◆ EXTRACT:
────

CATHETER-BASED DEVICE FOR INTRA-CARDIAC
MITRAL VALVE CHORD MANIPULATION


PHYSICIAN:
Robert Levine, MD: Harvard Medical School

STUDENTS:
Will Boswort, Ani Mazumdar, Miguel Saez, and Alex Slocum, Jr.

MODERATOR:
Rajiv Gupta, MD: MGH

(No Video Available)

INTRODUCTION:

With the goal of engaging graduate students and accelerating ideas into prototypes, teams of MIT graduate students in Electrical Engineering and Mechanical Engineering spend a semester collaborating with clinicians in CIMIT-affiliated hospitals to develop innovative medical devices. Clinicians (physicians, nurses, and scientists) present clinical problems and initial ideas on how they might be solved. Students form teams to work with the clinicians to turn these ideas into reality. The goal is for the students to deliver a working prototype and a journal-quality article in one semester. The course has been a great opportunity for clinicians to test out new ideas and to stimulate new collaborations. For example, Robopsy, a robotic device to assist radiologists performing tumor biopsies was invented by an MIT team led by Rajiv Gupta, MD, in 2004. The team has been awarded the 2007 MIT $100K prize, the world's leading entrepreneurship competition.

────

◆ PROBLEM 1:
Print the passage of the project summary starting with "CATHETER-BASED DEVICE FOR" and going on through "(No Video Available)".
◆ PROBLEM 2:
Answer these questions from the project summary:
(a) With which institution is Robert Levine, MD, affiliated?
(b) Who is listed as the moderator?
(c) In what year was Robopsy invented?
◆ PROBLEM 3:
Finish out the next part of the project summary on the mitral valve chord device, picking up after its final sentence.

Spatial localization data
────

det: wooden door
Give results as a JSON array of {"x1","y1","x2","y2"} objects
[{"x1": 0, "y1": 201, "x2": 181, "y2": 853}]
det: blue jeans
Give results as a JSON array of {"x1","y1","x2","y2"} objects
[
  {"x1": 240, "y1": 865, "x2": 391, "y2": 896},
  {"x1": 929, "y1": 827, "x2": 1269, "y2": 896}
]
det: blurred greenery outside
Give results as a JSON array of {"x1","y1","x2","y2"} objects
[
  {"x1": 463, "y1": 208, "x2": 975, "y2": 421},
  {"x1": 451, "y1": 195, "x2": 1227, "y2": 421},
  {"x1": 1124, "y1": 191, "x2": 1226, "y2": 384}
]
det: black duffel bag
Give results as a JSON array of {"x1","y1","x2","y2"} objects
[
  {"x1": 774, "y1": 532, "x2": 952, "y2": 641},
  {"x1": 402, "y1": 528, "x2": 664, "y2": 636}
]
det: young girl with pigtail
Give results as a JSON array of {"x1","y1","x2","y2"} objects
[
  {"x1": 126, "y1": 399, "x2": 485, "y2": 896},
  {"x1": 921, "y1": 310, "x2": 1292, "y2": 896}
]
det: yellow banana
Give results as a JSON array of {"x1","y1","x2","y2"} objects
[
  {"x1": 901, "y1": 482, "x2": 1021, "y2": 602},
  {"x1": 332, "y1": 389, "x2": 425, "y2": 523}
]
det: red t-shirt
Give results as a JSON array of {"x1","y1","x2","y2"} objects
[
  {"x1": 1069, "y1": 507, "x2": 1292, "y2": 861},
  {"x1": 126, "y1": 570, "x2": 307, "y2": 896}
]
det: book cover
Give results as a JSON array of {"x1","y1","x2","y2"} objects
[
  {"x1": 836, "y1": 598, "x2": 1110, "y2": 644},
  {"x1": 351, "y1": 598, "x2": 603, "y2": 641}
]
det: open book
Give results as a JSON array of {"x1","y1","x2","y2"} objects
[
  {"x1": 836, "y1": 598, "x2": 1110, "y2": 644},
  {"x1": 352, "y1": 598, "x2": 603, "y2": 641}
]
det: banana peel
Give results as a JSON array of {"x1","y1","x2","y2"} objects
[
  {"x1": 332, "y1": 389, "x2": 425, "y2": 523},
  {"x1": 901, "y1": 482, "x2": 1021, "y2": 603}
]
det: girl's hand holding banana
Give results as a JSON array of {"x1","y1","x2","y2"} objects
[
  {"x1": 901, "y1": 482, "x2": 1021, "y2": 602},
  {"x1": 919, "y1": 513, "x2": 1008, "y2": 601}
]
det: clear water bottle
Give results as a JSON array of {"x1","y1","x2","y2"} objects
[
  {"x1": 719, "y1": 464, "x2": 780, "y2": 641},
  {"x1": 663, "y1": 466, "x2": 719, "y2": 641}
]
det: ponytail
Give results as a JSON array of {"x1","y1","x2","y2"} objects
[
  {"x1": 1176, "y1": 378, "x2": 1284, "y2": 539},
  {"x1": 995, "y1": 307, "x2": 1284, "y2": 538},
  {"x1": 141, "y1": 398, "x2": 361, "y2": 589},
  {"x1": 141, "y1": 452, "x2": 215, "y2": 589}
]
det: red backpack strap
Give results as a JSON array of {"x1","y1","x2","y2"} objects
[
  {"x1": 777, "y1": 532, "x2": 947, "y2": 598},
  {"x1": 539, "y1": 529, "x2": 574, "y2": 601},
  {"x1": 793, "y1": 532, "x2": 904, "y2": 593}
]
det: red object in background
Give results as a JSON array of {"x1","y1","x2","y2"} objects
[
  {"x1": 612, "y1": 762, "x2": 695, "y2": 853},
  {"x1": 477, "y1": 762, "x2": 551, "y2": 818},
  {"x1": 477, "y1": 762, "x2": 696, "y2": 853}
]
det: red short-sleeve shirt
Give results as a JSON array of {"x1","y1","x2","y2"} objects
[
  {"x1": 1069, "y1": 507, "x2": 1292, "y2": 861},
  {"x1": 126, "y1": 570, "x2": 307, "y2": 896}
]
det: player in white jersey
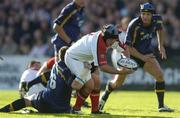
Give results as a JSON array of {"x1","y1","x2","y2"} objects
[
  {"x1": 19, "y1": 60, "x2": 44, "y2": 97},
  {"x1": 65, "y1": 24, "x2": 133, "y2": 111},
  {"x1": 99, "y1": 17, "x2": 130, "y2": 111}
]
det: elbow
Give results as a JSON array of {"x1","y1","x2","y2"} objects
[{"x1": 53, "y1": 23, "x2": 61, "y2": 33}]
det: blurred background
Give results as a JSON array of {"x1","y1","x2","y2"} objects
[{"x1": 0, "y1": 0, "x2": 180, "y2": 90}]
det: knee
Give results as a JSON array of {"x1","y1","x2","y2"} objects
[
  {"x1": 156, "y1": 72, "x2": 164, "y2": 82},
  {"x1": 92, "y1": 76, "x2": 101, "y2": 90},
  {"x1": 84, "y1": 79, "x2": 94, "y2": 92}
]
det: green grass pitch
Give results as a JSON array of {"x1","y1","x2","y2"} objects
[{"x1": 0, "y1": 90, "x2": 180, "y2": 118}]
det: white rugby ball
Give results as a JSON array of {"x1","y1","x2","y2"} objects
[{"x1": 111, "y1": 50, "x2": 138, "y2": 70}]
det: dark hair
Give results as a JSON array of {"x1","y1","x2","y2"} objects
[
  {"x1": 58, "y1": 46, "x2": 68, "y2": 61},
  {"x1": 140, "y1": 2, "x2": 155, "y2": 14},
  {"x1": 102, "y1": 24, "x2": 119, "y2": 40}
]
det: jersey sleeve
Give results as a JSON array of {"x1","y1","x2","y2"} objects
[
  {"x1": 125, "y1": 20, "x2": 135, "y2": 46},
  {"x1": 54, "y1": 4, "x2": 77, "y2": 27},
  {"x1": 97, "y1": 35, "x2": 107, "y2": 66},
  {"x1": 46, "y1": 57, "x2": 55, "y2": 69}
]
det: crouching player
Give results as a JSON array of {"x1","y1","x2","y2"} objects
[{"x1": 0, "y1": 47, "x2": 74, "y2": 113}]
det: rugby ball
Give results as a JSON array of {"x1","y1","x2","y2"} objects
[{"x1": 111, "y1": 50, "x2": 138, "y2": 70}]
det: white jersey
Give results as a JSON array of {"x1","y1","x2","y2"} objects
[
  {"x1": 20, "y1": 69, "x2": 38, "y2": 82},
  {"x1": 111, "y1": 32, "x2": 126, "y2": 53},
  {"x1": 19, "y1": 69, "x2": 45, "y2": 96},
  {"x1": 65, "y1": 31, "x2": 107, "y2": 84},
  {"x1": 67, "y1": 31, "x2": 101, "y2": 65}
]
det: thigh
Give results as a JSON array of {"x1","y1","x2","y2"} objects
[
  {"x1": 25, "y1": 91, "x2": 52, "y2": 113},
  {"x1": 143, "y1": 58, "x2": 163, "y2": 80}
]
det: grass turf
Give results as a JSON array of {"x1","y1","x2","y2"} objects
[{"x1": 0, "y1": 90, "x2": 180, "y2": 118}]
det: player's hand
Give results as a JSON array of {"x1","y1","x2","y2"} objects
[
  {"x1": 119, "y1": 68, "x2": 134, "y2": 74},
  {"x1": 159, "y1": 46, "x2": 167, "y2": 59},
  {"x1": 142, "y1": 53, "x2": 155, "y2": 62}
]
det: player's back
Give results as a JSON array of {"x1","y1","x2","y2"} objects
[
  {"x1": 67, "y1": 31, "x2": 101, "y2": 61},
  {"x1": 126, "y1": 14, "x2": 162, "y2": 54},
  {"x1": 43, "y1": 62, "x2": 74, "y2": 112}
]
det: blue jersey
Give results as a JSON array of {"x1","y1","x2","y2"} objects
[
  {"x1": 42, "y1": 61, "x2": 74, "y2": 112},
  {"x1": 126, "y1": 14, "x2": 162, "y2": 54},
  {"x1": 51, "y1": 2, "x2": 83, "y2": 48}
]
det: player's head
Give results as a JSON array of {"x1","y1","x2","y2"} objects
[
  {"x1": 118, "y1": 16, "x2": 131, "y2": 32},
  {"x1": 101, "y1": 24, "x2": 119, "y2": 45},
  {"x1": 140, "y1": 2, "x2": 155, "y2": 25},
  {"x1": 73, "y1": 0, "x2": 86, "y2": 7},
  {"x1": 28, "y1": 60, "x2": 41, "y2": 70},
  {"x1": 58, "y1": 46, "x2": 68, "y2": 61}
]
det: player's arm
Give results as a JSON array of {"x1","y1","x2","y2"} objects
[
  {"x1": 99, "y1": 64, "x2": 134, "y2": 74},
  {"x1": 53, "y1": 6, "x2": 77, "y2": 44},
  {"x1": 36, "y1": 57, "x2": 55, "y2": 76}
]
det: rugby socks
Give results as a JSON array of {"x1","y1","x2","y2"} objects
[
  {"x1": 90, "y1": 90, "x2": 100, "y2": 113},
  {"x1": 0, "y1": 98, "x2": 26, "y2": 112},
  {"x1": 155, "y1": 82, "x2": 165, "y2": 108},
  {"x1": 28, "y1": 71, "x2": 51, "y2": 88},
  {"x1": 102, "y1": 83, "x2": 114, "y2": 101},
  {"x1": 73, "y1": 91, "x2": 88, "y2": 110}
]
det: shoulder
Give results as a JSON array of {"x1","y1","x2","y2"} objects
[
  {"x1": 128, "y1": 17, "x2": 141, "y2": 28},
  {"x1": 61, "y1": 2, "x2": 76, "y2": 13},
  {"x1": 152, "y1": 14, "x2": 163, "y2": 23}
]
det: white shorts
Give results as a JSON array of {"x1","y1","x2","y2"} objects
[
  {"x1": 25, "y1": 83, "x2": 45, "y2": 96},
  {"x1": 65, "y1": 53, "x2": 91, "y2": 85}
]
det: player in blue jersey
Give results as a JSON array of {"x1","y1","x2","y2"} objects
[
  {"x1": 51, "y1": 0, "x2": 85, "y2": 60},
  {"x1": 101, "y1": 3, "x2": 174, "y2": 112},
  {"x1": 0, "y1": 47, "x2": 74, "y2": 113}
]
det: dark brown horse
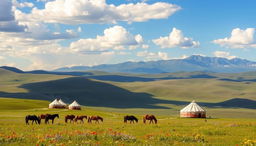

────

◆ WRITTEN RESPONSE 1:
CATHETER-BASED DEVICE FOR INTRA-CARDIAC
MITRAL VALVE CHORD MANIPULATION


PHYSICIAN:
Robert Levine, MD: Harvard Medical School

STUDENTS:
Will Boswort, Ani Mazumdar, Miguel Saez, and Alex Slocum, Jr.

MODERATOR:
Rajiv Gupta, MD: MGH

(No Video Available)

◆ WRITTEN RESPONSE 2:
(a) Harvard Medical School
(b) Rajiv Gupta, MD, of MGH
(c) 2004

◆ WRITTEN RESPONSE 3:
SUMMARY:

Mitral valve regurgitation is problem  that affects around 450,000 people in the United States each year.  The mitral valve prevents blood from flowing from the left ventricle back into the left atrium.  When the heart pumps, the valve is pulled closed by chords of tissue, called chordae, anchored to papillary muscles on the left ventricle wall.  In patients who have suffered a heart attack, the walls of the left ventricle often become weak and expand outward, tautening the chordae and preventing the mitral valve from closing properly.  Recent trials have shown that mitral valve function can be restored if a limited number of the chordae are cut, but open-heart surgery, the current method of doing this procedure, is not a feasible option for many patients who have suffered a heart attack. 

Students from MIT are developing a special catheter to perform chordal cutting percutaneously.  They have attempted to produce a catheter that could be fed into the left ventricle through the femoral artery and the aorta.  Their envisioned procedure involves gripping the chord to be cut with the end of the catheter, using ultrasonic imaging to make sure that the correct chord was being gripped, and then cutting the chord.  Further testing remains to be done, but their device may someday provide cardiologists with a minimally invasive way of treating mitral valve regurgitation.